**THE RECORDS:**

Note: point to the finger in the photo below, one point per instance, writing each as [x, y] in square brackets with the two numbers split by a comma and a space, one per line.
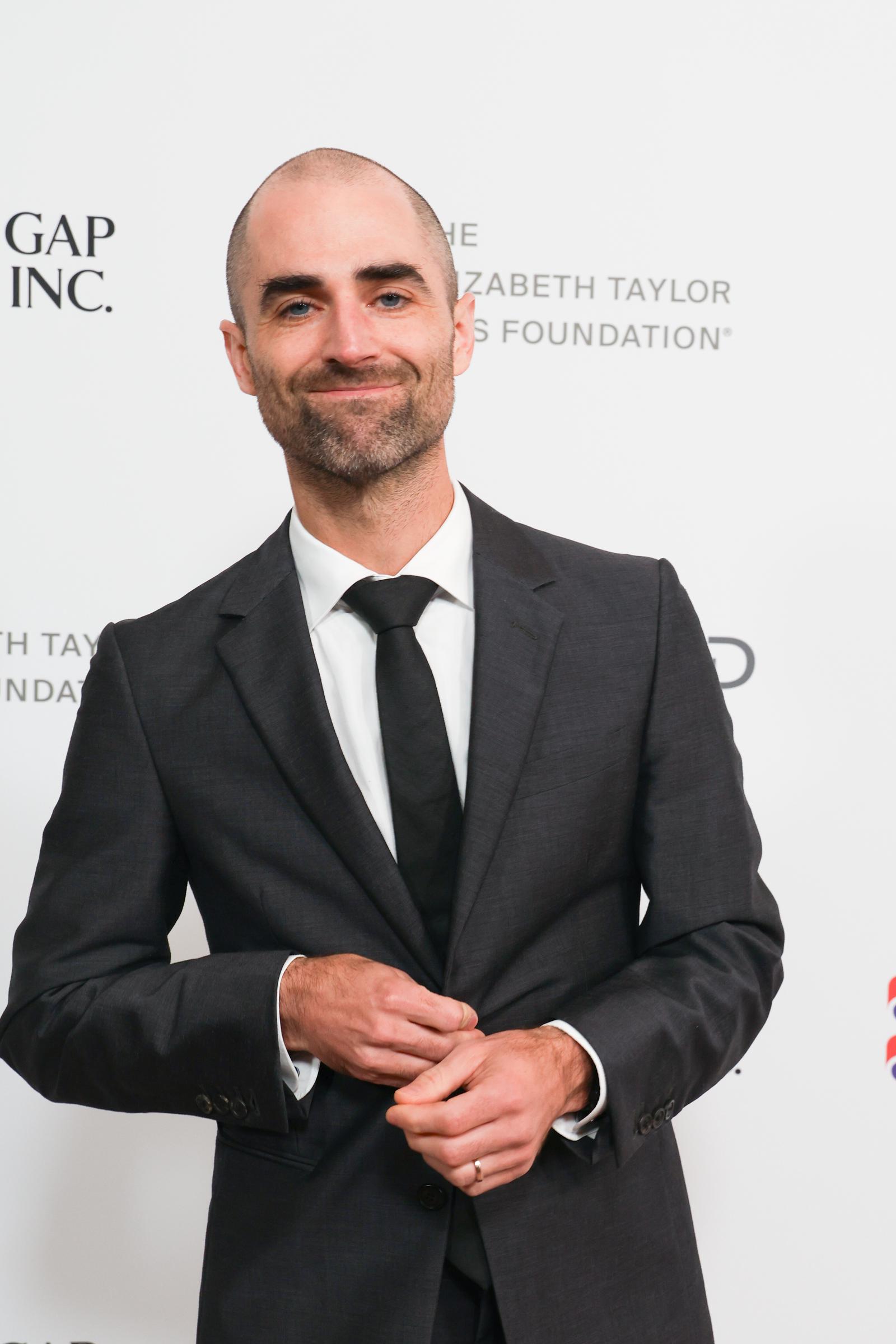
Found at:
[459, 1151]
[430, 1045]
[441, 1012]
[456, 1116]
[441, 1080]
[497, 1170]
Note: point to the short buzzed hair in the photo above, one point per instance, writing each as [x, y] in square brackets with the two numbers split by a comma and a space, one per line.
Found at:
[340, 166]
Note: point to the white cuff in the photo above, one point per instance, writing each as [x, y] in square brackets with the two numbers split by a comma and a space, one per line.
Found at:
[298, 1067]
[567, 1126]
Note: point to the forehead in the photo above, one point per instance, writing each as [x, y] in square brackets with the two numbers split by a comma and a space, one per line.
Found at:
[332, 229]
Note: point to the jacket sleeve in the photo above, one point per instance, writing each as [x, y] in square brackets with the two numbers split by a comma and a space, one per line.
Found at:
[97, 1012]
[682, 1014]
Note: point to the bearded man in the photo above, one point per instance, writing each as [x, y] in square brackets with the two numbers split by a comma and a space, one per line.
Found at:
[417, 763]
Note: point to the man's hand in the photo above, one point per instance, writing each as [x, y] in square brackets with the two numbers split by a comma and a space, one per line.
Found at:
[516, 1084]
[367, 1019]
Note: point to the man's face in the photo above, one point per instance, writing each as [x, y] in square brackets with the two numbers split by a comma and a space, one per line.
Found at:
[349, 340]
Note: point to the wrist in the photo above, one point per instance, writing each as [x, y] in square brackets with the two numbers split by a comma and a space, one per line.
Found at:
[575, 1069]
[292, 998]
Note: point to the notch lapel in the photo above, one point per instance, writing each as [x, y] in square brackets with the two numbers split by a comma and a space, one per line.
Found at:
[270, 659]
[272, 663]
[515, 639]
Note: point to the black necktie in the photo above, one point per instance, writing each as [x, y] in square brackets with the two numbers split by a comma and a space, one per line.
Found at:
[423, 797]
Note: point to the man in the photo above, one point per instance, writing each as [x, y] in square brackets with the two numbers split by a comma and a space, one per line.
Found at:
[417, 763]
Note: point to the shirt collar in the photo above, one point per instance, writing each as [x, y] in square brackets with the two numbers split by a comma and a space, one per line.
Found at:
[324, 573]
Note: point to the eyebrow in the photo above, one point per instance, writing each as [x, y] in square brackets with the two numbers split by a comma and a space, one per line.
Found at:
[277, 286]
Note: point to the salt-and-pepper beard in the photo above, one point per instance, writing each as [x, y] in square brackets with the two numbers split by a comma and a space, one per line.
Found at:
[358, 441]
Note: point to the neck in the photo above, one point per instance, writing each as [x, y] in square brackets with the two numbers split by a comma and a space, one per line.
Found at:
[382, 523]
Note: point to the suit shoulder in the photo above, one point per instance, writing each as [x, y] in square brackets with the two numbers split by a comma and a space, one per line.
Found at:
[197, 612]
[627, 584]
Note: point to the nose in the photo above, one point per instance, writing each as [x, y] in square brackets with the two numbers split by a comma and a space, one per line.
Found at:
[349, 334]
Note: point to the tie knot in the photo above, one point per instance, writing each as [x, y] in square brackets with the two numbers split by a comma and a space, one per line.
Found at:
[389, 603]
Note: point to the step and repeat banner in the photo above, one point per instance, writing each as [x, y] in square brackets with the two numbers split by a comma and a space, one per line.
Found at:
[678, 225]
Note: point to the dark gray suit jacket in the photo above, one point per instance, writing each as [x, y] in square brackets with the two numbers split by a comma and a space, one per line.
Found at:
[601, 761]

**WORK ORDER:**
Would you give the entries above again verbatim, omitting the images they contain?

**ANSWER BELOW:**
Note: point to the finger in the photo below, one point per instance, writing each as [x, y] in square brackets with the two numbers split by a comma and a space, one per line.
Found at:
[459, 1151]
[430, 1045]
[441, 1012]
[456, 1116]
[441, 1080]
[497, 1170]
Note: point to the short buzzed hair in the photo above, one point per instance, writing each as [x, y] in square brackets with the two numbers split by a comma and a space, one per line.
Found at:
[340, 166]
Note: point to the white cuff in the photo above, one point per instance, writing each as [x, y] in square brackets with the two numbers split by a comma and a space, one per line.
Found at:
[298, 1067]
[567, 1126]
Note: point to the forehead in the photo above, one point per instance, writing each as [x, y] in square brackets with the two numbers split by a comma and a space, one per line.
Found at:
[332, 229]
Note: point to the jacket sleeve in the photo above, one point per instance, writing each as [x, y] in square brackets with the two numbers split by a comma and a space, one per line.
Found at:
[97, 1012]
[682, 1014]
Note: point to the bearded man in the photo above, one point per instance, writing each as [x, y] in square brackets with the two numbers split by a comma and a space, one per line.
Found at:
[417, 763]
Note: point to the man's hand in the photo above, one point per instance, writing each as [x, y] in square brackets with the two numbers split by a comma and a space, one per line.
Found at:
[516, 1084]
[367, 1019]
Note: point to the man's face in the photo above, one point per instance, writing each as [x, y] in square brackets with the two numbers split by a comma and a space, one per line.
Found at:
[349, 340]
Note: point to the wrist in the photo above, one point per instance, writing each as [x, y] in square brackets with the two numbers split by a comma and a space, one per line.
Found at:
[575, 1069]
[292, 998]
Note: point to the notch lapel in the photo above, one point per instance, writing each as [x, y] in square brackets with the two numbers split by a comma and a space, one per line.
Found at:
[270, 659]
[272, 663]
[515, 639]
Note: point to the black necktie in the photo above, one point per instance, writing each as [x, y] in square brackets with the two numbers split by a comma and a space, one per line.
Found at:
[423, 797]
Note: point to the man in the photo above, one point per instance, writing each as [x, y] in square brackets with the two numbers split by a comma and a space, one per line.
Found at:
[417, 763]
Note: point to the shirt collar in the photo above, one point per instance, writing each as [x, y] in square brackets with the two numbers split by a comma and a space, one per line.
Found at:
[324, 573]
Note: point to the eyebrow in the photo above, one point per instance, writing each as [x, y] in square brackets with the two numbers split by a comma and a space, one per line.
Found at:
[277, 286]
Note: point to the salt-and-pepper beard in the photo above, one point per instance, writing each as [x, y] in square brackets with the two numbers split by a comma and a space, one per line.
Found at:
[358, 441]
Note: point to the neck in the photo above, one point per instance, writing each as [x, y] in square brackets with the two numbers split by a comma and a space, one per line.
Found at:
[382, 523]
Note: point to the suit shoulder in the photo above, one point per instance, writing each as [x, y] in square brackets with the two numbers split by a comma and a space, one per line.
Found at:
[197, 612]
[627, 584]
Note: point to the nose in the photo above, one point per instance, writing each as [x, y] in square brackets with the two numbers split by a comma and a space, one per line.
Found at:
[349, 334]
Note: point to the tie knot in the photo above, one point per instance, writing each as [x, y] in square brackets with the two numbers split by a comma and a space, one per line.
Found at:
[389, 603]
Note: point to the step and repeat banner in the photo above, one point per instance, writing each as [x, y] in square brackets with the two numbers split by a comma and a space, one per line.
Found at:
[678, 225]
Note: point to the dark gray suit jacket in the photo above, one point per instance, writing each as [x, y] in square brackets with the two numbers split by a comma and a space, one per line.
Found at:
[601, 761]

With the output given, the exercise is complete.